_Work to do_
Copy out every line of the data below word for word, with nothing changed, added, or left out.
# # # # # # #
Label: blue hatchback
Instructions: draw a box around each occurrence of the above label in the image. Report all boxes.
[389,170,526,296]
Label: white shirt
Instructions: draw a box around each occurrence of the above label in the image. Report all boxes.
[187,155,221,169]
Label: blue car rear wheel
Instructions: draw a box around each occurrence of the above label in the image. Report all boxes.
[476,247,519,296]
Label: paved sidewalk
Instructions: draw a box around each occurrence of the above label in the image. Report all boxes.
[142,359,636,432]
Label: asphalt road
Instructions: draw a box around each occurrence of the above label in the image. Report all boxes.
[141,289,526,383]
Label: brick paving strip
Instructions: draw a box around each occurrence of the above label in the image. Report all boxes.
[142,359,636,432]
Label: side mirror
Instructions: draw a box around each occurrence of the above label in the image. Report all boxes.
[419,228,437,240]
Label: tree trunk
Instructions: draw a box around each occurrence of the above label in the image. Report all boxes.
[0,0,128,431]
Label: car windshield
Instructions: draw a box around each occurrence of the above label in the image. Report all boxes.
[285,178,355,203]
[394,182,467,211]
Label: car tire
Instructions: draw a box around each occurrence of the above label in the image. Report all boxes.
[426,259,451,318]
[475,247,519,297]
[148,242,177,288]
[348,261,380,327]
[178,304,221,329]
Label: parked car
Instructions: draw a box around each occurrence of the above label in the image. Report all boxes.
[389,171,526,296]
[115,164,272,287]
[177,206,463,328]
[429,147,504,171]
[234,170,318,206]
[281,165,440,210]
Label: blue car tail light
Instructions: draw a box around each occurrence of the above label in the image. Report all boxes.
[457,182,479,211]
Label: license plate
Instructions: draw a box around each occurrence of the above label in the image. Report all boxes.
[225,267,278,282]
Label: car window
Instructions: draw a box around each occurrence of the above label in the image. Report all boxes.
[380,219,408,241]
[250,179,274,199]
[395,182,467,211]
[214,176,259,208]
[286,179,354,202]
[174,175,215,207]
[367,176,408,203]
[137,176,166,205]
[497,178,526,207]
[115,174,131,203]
# # # # # # #
_Solution for this problem_
Label: blue hatchback
Instructions: draw a box around each occurrence of the above label in the image. Report all boxes.
[389,170,526,296]
Label: white shirt
Instructions: draw a box around each occurrence of the above label in the image. Report all boxes.
[187,155,221,169]
Label: blue car rear wheel
Instructions: draw a box around each occurrence of the above label in the image. Report all boxes.
[476,247,519,296]
Label: paved sidewalk
Instructions: draw a box around each occurrence of the above label in the image. Report all boxes.
[142,359,636,432]
Label: asphalt road
Instructions: draw a box around each occurrence of the above label in the image. Report all boxes.
[141,289,526,383]
Label: brick paving strip
Instructions: draw a box around each occurrence of the above label in the image. Report all boxes.
[142,359,636,432]
Label: side mirror
Instructions: draw a box around each occurrence of the above label in the image. Report all boxes.
[419,228,437,240]
Label: tree trunk
Instructions: draw a box around each occurrence of the above label in the image. Report all boxes.
[0,0,128,431]
Label: car windshield
Instructions: draw a box around each occurrence of the above label in the image. Report all boxes.
[285,178,355,203]
[394,182,467,211]
Label: car tire
Instructions: draw a box around each occurrence of the above label in the image. Report all boxes.
[426,259,451,318]
[475,247,519,297]
[148,242,177,288]
[348,261,380,327]
[178,304,221,329]
Label: parked car
Instructions: draw a box around each occurrence of the above label in the image. Report all boxes.
[389,171,526,296]
[115,164,272,287]
[177,206,463,328]
[429,147,504,171]
[234,170,318,206]
[281,165,440,210]
Label: blue car tail light
Instructions: draw a box around each occurrence of the above label in the image. Report all boxes.
[457,182,479,211]
Label: license plate
Instructions: draw a box around each occurrence of the above label in the image. Report all boxes.
[225,267,278,282]
Label: car window
Instructions: draw a box around each occurrence of the above label in the image. Report all boxes.
[380,219,408,241]
[250,179,274,199]
[395,182,467,211]
[214,176,259,208]
[286,179,354,202]
[174,175,215,207]
[367,176,408,203]
[137,176,166,205]
[497,178,526,207]
[115,174,131,203]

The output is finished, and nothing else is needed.